Tarefa curta A:
No texto sobre a decisão da Taça Guanabara de 2019, que jogador marcou o gol do título?
Tarefa curta B:
Prolongue o texto sobre a decisão da Taça Guanabara de 2019 e o lado do Maracanã, a partir do ponto em que ele termina.

Trecho do texto:
Foto: Dhavid Normando/AE
Embola aí o Flu e o Vasco nessa história, deixa os dois revezando e o nosso queridinho como único com lado único, sem nunca trocar, no Maraca, assim pensa o especialista flamenguista, que diz que é outro estádio, um new Maracanã agora, então pode mudar. Que tradição, que história, que direito conquistado em campo nada, besteira, bobagem, diz o cara, e por isso a decisão da Taça Guanabara de 2019 é histórica, como todas as outras, e é também revolucionária.
Em todo o elenco campeão da Taça Guanabara de
2019 não há um Ademir, nem Barbosa, nem Eli, nem Jorge, nem Augusto, nem Chico,
nem Ipojucã, nem Friaça, nem Wilson, nem Rafagnelli, nem Lelé, não há um Dimas,
nem Isaías e muito menos um Maneca, mas há um Danilo, e foi justamente ele,
Danilo Barcelos, xará do Príncipe, cérebro e mola-mestra do Expresso da
Vitória, maior time que o estado do Rio de Janeiro viu jogar em mais de cem
anos de futebol por essas plagas, foi Danilo Barcelos quem marcou o gol um
tanto espírita do título, no lado exato do Maracanã conquistado para a torcida
vascaína por Danilo Alvim, Barbosa, Eli, Ademir, Maneca, Chico e cia há sessenta e oito anos, em campo, dentro das quatro linhas.
Os deuses da Bola, de novo, graças aos deuses da
Bola mais essa pra nossa história, mais uma lição pro nosso freguês virgem de
títulos internacionais, nem Copa Conmebol nem Sulamericana, que não cansa de
despertar vergonha alheia, enquanto a mídia, diante dos óbvios vilões da
história, um presidente do Fluminense, a outra, desembargadora, a mídia
assoviou pro alto e partiu pra generalização, revoltada contra tudo, contra todos
os sujeitos ocultos ou indeterminados pra incluir o Vasco e a Federação no rol
dos culpados, quando ela própria poderia encerrar o assunto ainda na
origem, há seis anos, se questionasse o tal contrato hoje posto no mesmo nível
de uma conquista no gramado, histórica, e que só pode ser ilegal, inválido,
pois dispõe sobre um direito do Vasco na encolha, por baixo dos panos, sem que
o Vasco fosse sequer informado.

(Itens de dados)
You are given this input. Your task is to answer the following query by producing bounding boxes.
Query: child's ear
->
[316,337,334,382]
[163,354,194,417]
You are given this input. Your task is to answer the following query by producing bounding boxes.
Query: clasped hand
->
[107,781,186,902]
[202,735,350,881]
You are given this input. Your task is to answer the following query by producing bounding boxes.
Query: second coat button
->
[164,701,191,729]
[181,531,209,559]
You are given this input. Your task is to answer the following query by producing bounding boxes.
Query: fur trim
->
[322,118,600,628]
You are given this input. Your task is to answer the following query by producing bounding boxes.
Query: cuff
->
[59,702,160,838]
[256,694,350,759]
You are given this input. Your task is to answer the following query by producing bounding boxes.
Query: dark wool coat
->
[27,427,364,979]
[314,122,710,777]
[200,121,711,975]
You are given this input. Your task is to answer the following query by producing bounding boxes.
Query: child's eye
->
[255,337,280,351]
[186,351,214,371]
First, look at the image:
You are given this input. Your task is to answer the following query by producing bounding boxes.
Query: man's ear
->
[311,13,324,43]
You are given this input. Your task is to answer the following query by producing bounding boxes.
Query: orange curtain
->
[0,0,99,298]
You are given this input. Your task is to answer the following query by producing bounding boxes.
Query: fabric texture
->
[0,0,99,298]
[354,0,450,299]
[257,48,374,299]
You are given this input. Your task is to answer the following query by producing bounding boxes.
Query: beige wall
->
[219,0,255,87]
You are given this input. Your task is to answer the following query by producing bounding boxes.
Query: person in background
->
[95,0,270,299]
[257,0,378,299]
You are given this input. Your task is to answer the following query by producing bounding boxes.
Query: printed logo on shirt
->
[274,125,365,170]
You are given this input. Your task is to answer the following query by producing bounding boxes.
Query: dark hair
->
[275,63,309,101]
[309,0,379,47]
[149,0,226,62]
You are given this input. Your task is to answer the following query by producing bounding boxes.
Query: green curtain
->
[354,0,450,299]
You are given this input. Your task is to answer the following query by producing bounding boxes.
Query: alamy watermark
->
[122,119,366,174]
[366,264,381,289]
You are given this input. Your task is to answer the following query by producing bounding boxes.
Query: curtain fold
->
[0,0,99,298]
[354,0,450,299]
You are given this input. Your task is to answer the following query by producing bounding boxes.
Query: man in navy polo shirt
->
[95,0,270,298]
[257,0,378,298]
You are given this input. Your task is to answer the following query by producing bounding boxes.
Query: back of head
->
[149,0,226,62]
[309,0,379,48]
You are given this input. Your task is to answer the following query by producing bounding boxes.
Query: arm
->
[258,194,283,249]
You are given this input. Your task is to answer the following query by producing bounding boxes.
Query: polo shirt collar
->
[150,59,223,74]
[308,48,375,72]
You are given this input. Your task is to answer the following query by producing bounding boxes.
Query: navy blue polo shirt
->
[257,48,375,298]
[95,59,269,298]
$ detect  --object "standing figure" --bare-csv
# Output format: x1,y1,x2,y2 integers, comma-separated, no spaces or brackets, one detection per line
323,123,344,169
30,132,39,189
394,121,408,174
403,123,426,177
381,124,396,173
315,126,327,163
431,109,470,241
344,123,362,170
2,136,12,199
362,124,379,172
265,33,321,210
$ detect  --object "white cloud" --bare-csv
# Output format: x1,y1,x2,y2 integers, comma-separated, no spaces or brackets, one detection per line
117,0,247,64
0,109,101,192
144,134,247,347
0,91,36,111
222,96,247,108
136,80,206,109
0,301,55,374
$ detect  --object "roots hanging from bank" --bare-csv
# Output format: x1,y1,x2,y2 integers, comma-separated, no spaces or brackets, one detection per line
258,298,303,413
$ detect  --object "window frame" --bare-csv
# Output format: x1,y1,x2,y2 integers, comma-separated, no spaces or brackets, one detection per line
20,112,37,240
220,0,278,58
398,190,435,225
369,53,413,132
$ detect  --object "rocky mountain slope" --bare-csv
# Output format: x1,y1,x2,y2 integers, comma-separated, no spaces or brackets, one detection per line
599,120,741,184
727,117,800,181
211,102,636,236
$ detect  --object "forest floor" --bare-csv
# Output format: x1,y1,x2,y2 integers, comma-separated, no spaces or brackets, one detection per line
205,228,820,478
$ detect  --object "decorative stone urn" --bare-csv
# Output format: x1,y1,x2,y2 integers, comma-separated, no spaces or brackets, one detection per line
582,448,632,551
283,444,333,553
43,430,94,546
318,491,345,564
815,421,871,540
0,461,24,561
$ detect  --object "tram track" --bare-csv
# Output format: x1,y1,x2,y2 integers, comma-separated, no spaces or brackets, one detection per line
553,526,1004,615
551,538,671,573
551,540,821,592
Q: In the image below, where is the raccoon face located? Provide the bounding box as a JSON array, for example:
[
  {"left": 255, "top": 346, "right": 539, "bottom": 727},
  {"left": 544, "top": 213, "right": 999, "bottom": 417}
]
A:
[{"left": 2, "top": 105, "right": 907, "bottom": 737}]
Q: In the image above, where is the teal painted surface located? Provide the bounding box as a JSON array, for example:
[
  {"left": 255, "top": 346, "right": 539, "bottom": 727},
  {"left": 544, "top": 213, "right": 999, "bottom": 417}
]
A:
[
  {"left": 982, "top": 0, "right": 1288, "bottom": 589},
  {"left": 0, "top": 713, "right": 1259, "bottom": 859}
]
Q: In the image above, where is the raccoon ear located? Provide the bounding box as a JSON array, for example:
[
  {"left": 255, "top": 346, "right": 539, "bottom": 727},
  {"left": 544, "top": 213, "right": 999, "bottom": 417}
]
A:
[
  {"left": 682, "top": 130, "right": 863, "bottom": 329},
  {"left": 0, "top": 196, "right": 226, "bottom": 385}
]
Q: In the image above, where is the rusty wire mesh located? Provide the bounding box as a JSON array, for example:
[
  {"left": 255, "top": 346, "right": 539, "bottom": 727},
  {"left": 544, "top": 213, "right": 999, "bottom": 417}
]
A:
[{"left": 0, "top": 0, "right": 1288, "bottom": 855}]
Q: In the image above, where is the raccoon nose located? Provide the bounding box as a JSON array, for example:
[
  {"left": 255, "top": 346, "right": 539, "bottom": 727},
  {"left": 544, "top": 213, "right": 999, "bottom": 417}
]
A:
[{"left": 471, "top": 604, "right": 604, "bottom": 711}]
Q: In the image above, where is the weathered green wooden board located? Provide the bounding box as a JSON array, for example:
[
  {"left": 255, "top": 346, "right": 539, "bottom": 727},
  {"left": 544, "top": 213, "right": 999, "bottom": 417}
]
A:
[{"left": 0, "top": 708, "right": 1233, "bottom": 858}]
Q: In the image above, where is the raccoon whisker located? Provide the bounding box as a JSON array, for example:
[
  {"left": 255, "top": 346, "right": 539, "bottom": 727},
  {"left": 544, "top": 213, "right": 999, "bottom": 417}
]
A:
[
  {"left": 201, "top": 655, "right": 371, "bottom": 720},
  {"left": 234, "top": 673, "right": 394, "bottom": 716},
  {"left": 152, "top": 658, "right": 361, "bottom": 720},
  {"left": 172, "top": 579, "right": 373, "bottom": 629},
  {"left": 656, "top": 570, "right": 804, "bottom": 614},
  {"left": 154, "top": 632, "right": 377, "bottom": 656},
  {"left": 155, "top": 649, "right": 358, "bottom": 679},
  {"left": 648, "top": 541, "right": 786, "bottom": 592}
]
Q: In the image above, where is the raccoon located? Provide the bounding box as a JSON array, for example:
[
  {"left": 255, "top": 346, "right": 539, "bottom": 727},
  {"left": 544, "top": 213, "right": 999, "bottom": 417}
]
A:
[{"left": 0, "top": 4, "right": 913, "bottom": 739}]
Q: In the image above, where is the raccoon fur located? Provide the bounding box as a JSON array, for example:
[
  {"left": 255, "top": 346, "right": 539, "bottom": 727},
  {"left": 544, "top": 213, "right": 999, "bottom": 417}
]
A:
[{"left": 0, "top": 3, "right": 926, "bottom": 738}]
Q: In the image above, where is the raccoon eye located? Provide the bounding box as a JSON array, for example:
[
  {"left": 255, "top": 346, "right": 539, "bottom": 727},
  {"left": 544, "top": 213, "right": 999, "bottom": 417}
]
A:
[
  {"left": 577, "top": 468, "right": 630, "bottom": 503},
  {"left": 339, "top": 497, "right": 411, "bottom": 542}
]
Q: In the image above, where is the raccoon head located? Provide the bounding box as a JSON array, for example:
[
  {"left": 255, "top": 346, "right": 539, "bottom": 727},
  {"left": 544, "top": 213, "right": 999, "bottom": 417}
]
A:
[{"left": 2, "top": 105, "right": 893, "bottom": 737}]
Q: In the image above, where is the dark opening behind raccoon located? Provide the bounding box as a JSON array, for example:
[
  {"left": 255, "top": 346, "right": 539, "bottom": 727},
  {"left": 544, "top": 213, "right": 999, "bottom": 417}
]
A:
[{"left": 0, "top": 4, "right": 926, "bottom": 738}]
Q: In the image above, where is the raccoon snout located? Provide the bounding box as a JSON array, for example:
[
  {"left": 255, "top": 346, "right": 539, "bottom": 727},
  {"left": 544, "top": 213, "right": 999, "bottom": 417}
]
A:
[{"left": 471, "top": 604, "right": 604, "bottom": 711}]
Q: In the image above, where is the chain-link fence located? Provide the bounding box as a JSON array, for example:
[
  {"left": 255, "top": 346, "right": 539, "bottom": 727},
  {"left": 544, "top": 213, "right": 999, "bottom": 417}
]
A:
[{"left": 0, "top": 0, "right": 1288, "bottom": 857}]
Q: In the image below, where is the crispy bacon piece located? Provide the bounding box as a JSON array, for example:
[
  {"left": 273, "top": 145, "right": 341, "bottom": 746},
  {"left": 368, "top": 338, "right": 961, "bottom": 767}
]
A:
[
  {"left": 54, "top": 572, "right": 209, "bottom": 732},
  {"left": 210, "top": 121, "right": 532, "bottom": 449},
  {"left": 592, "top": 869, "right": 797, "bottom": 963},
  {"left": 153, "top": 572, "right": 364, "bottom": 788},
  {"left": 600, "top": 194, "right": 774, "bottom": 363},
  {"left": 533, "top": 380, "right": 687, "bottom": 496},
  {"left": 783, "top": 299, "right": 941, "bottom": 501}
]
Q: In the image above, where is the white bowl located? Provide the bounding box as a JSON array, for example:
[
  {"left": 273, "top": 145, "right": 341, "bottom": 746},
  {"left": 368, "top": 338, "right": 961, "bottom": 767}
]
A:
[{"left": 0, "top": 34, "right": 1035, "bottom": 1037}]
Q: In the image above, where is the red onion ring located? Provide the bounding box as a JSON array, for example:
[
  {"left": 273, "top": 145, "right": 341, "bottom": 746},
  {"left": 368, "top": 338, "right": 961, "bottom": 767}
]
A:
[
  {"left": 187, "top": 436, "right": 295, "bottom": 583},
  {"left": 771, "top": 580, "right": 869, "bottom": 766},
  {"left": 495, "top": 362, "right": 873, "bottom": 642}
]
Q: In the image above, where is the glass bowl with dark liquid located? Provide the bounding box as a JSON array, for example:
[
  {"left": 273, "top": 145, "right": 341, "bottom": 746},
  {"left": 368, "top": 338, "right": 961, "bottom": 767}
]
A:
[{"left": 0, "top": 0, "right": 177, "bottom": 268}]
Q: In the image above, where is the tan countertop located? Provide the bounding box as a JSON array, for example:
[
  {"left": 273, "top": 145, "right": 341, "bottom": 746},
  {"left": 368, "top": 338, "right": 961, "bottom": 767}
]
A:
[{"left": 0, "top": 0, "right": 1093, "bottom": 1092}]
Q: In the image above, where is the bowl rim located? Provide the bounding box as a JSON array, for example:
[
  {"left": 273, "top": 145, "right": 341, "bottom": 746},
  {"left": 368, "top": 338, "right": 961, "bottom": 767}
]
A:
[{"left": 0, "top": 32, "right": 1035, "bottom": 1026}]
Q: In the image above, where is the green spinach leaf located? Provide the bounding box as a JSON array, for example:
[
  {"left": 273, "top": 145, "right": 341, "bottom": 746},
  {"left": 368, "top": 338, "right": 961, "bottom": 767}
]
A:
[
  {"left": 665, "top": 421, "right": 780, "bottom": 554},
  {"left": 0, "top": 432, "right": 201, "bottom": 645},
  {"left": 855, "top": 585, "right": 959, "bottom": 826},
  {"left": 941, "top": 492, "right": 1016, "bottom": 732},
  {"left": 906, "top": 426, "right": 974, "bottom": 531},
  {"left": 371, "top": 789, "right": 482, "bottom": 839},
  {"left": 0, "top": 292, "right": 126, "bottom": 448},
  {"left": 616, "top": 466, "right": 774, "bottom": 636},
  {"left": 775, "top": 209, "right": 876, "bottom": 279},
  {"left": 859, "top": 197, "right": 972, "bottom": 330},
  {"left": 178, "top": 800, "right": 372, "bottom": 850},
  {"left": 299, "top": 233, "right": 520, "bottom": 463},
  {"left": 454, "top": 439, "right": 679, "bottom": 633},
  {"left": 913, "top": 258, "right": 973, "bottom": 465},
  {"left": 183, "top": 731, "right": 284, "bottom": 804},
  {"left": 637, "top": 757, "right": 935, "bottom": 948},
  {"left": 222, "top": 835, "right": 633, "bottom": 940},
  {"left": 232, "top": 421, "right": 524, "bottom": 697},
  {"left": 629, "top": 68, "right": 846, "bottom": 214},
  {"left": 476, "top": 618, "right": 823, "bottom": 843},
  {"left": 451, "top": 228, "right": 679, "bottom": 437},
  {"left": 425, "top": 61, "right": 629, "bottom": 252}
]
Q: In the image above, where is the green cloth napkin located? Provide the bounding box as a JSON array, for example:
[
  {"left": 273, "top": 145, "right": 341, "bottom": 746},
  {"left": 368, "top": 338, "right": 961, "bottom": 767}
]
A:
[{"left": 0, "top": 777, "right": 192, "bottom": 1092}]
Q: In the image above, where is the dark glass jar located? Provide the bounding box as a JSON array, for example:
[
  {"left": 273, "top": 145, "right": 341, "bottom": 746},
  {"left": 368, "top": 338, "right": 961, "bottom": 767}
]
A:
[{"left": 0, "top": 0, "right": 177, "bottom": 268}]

Resposta A:
Danilo Barcelos.

Resposta B:
O Vasco tornou-se o primeiro clube campeão no
Maraca no dia 28 de janeiro de 1951, ao vencer o América por 2 a 1 na decisão
do Carioca de 50, dois gols de Ademir diante de um público pagante de 104.775
pessoas. Campeão invicto pela terceira vez em cinco anos, o Expresso da Vitória
foi Bi no novo estádio e sua torcida foi a primeira de todas, também, a fechar praticamente sozinha o
anel da arquibancada. Gigantesca, bicampeã, única campeã continental da época em todo o planeta, a torcida vascaína escolheu ficar sempre, a partir deste
dia em que fechou o anel, só ela, do lado do mandante, à direita das cabines de rádio, com o
time no banco de reservas bem atrás do bandeirinha.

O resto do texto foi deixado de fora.